Provided passage »
----

A NEW investigation carried out by the BMA has discovered that private consultancy firms have been paid at least £26m by the NHS as part of plans to reorganise the health service.
At the same time, more than 550 new non-clinical jobs have been created, across the country to drive through the ‘reforms’. MThe report is based on a series of Freedom of Information (FOIs) requests sent to Sustainability and Transformation Partnerships (STPs) and Integrated Care Systems (ICSs).
Thirty of the 44 geographical areas covered by these bodies responded with new data, while information from a further nine was already available. The FOIs requested information on the spending of STPs and ICSs on private consultancy firms and whether new jobs had been created as part of that.
Based on this information, the analysis discovered: • Overall £26m had been spent on consultancy firms and projects by the STPs and ICSs that responded. • 11 of the 44 original STP areas admitted to spending more than £500,000 on private firms.
• Some of the world’s biggest consultancy companies have been tasked with projects looking at ‘reviewing demand and capacity’ and ‘supporting sustainability’ – with several of their bills running into seven figures. • More than 550 jobs have been created across the country, with either new staff brought in or existing non-clinical NHS employees seconded, with an annual salary bill of around £32m.
• The figures reveal an expensive new cadre of senior staff being formed with 316 of the jobs attracting annual salaries of up to £142,500. • The true costs may be even bigger, owing to some STP or ICSs footprints either failing to update previously supplied figures, or not providing any information at all.

----

Dataset extract »
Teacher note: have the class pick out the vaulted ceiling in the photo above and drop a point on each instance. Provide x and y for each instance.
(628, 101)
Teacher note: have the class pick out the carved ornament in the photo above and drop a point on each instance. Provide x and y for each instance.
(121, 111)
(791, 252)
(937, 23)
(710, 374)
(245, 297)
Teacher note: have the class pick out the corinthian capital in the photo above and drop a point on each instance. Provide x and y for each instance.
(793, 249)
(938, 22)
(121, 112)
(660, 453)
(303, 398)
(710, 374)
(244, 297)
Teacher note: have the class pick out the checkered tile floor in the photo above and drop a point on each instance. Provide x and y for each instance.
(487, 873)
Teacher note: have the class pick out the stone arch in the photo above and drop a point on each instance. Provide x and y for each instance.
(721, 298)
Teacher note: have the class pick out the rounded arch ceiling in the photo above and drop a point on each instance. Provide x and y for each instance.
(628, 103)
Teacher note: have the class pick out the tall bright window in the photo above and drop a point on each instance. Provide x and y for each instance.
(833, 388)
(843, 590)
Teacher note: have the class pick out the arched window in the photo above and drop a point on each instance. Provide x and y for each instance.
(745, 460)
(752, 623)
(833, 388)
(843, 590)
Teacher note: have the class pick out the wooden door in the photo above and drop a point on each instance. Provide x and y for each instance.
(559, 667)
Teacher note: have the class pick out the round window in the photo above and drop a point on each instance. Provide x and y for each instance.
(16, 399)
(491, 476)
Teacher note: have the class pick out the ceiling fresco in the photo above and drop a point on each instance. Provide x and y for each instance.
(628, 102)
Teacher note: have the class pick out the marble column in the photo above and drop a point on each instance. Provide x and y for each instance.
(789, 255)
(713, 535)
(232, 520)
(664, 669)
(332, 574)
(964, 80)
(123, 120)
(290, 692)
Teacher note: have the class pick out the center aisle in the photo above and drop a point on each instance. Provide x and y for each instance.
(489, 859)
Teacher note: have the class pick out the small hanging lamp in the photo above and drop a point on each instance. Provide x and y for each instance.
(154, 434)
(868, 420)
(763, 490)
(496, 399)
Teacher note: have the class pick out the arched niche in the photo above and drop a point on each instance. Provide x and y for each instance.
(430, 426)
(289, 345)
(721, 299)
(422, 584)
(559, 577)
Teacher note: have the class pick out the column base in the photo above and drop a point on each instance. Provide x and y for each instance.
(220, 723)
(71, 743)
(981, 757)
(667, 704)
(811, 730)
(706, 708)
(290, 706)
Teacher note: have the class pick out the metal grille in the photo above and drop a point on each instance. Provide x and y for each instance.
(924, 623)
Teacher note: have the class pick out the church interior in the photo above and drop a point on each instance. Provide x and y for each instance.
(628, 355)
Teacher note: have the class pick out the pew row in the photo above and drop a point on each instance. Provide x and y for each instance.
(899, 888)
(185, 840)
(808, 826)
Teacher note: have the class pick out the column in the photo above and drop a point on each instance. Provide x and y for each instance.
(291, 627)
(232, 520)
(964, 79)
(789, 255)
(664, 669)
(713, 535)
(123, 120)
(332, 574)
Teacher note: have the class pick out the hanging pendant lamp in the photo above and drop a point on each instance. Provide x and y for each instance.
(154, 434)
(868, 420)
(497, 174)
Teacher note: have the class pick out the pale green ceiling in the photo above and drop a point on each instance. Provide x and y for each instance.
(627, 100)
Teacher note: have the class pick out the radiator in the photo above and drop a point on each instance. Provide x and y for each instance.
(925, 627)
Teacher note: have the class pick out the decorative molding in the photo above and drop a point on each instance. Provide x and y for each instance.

----

Work order 1 » In the BMA report on NHS consultancy spending, rewrite everything from "At the same" down to "Care Systems (ICSs).", replacing "non-clinical" with "administrative".
Work order 2 » List each distinct sum of money in pounds that the BMA report on NHS consultancy spending gives.
Work order 3 » Continue the BMA report on NHS consultancy spending from the point where it stops.

Response box 1 »
At the same time, more than 550 new administrative jobs have been created, across the country to drive through the ‘reforms’. MThe report is based on a series of Freedom of Information (FOIs) requests sent to Sustainability and Transformation Partnerships (STPs) and Integrated Care Systems (ICSs).

Response box 2 »
£26m
£500,000
£32m
£142,500

Response box 3 »
The STP footprints spending include: • Kent and Medway spent almost £8.2m on consultancy costs and created 36 job roles at a cost of £2.4m. • South East London spent almost £4.2m on consultancy costs and created 26 job roles at a cost of almost £1.7m.
• Greater Manchester – which is a unique devolved area – has 104 staff delivering transformation programmes at a cost of more than £6.4m of NHS funding. • South Yorkshire and Bassetlaw spent over £1.8m on consultancy costs and created 13 job roles at the cost of over £1.2m.
• Cambridgeshire and Peterborough have created 32 job roles at a cost of over £1.8m.
Dr Louise Irvine, a Lewisham GP, said: ‘I’m shocked to hear they are spending so much money. Here in Lewisham, like many other parts of the country, we are seeing major cuts to mental health services, school nursing and district nursing.
‘We’ve had public health cuts like weight management, breastfeeding support and smoking-cessation services totalling millions of pounds. This affects my daily work – we have no one to signpost people to any more.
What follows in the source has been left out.